TASK DESCRIPTION: Copy the data below word for word, keeping every line in its original order.
-- START OF RECORD SET --
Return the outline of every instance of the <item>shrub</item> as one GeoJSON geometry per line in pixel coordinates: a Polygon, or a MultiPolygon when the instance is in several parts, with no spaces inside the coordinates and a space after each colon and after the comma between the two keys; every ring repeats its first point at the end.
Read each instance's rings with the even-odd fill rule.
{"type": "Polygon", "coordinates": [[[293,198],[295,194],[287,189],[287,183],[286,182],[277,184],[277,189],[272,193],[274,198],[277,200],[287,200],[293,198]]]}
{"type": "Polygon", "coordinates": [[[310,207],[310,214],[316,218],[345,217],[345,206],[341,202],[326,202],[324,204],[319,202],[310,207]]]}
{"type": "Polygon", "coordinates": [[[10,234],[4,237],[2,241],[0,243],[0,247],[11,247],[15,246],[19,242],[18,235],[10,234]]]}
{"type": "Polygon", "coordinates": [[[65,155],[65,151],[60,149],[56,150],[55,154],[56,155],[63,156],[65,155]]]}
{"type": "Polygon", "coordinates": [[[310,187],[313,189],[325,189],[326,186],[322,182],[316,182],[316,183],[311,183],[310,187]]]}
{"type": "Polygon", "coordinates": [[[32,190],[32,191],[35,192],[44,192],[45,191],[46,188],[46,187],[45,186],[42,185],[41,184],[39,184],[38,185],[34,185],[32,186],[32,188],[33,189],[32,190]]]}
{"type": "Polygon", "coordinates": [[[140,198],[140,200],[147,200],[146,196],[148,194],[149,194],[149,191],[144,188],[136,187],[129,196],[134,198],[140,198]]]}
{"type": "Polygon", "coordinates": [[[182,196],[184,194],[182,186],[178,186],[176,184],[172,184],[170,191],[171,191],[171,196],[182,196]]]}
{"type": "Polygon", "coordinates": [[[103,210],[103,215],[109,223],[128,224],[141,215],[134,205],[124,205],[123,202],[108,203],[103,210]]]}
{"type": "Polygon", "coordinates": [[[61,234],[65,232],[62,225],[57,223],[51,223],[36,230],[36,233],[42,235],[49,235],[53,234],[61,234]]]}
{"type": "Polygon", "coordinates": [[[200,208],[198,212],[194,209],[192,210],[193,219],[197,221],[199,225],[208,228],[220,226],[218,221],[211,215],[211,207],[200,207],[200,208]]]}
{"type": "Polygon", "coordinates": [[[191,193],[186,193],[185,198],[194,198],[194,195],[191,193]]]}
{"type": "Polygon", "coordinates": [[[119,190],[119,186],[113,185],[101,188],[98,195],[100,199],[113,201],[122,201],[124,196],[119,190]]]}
-- END OF RECORD SET --
REPLY:
Return the outline of every instance of the <item>shrub</item> as one GeoJSON geometry per line in pixel coordinates: a Polygon, or a MultiPolygon when the instance is in several parts, with no spaces inside the coordinates and a space after each colon and after the comma between the two keys; every ring repeats its first point at the end.
Read each instance's rings with the even-odd fill rule.
{"type": "Polygon", "coordinates": [[[293,198],[295,194],[287,189],[287,183],[286,182],[277,184],[277,189],[272,193],[274,198],[277,200],[287,200],[293,198]]]}
{"type": "Polygon", "coordinates": [[[310,207],[310,214],[316,218],[345,217],[345,206],[341,202],[326,202],[324,204],[319,202],[310,207]]]}
{"type": "Polygon", "coordinates": [[[10,234],[4,237],[2,241],[0,243],[0,247],[11,247],[15,246],[19,242],[18,235],[10,234]]]}
{"type": "Polygon", "coordinates": [[[65,155],[65,151],[60,149],[56,150],[55,154],[56,155],[63,156],[65,155]]]}
{"type": "Polygon", "coordinates": [[[310,187],[313,189],[325,189],[326,186],[322,182],[316,182],[316,183],[311,183],[310,187]]]}
{"type": "Polygon", "coordinates": [[[32,190],[32,191],[35,192],[44,192],[45,191],[46,188],[46,187],[45,186],[42,185],[41,184],[39,184],[38,185],[34,185],[32,186],[32,188],[33,189],[32,190]]]}
{"type": "Polygon", "coordinates": [[[140,198],[140,200],[147,200],[146,196],[148,194],[149,194],[149,191],[144,188],[136,187],[129,196],[134,198],[140,198]]]}
{"type": "Polygon", "coordinates": [[[182,196],[184,194],[182,186],[178,186],[176,184],[172,184],[170,191],[171,191],[171,196],[182,196]]]}
{"type": "Polygon", "coordinates": [[[103,210],[103,215],[109,223],[128,224],[141,215],[134,205],[124,205],[123,202],[108,203],[103,210]]]}
{"type": "Polygon", "coordinates": [[[61,234],[65,232],[62,225],[57,223],[51,223],[36,230],[36,233],[42,235],[49,235],[53,234],[61,234]]]}
{"type": "Polygon", "coordinates": [[[200,208],[198,212],[194,209],[192,210],[193,219],[197,221],[199,225],[208,228],[220,226],[218,221],[211,215],[211,207],[200,207],[200,208]]]}
{"type": "Polygon", "coordinates": [[[191,193],[186,193],[185,198],[194,198],[194,195],[191,193]]]}
{"type": "Polygon", "coordinates": [[[119,190],[119,186],[113,185],[101,188],[98,195],[100,199],[113,201],[122,201],[124,196],[119,190]]]}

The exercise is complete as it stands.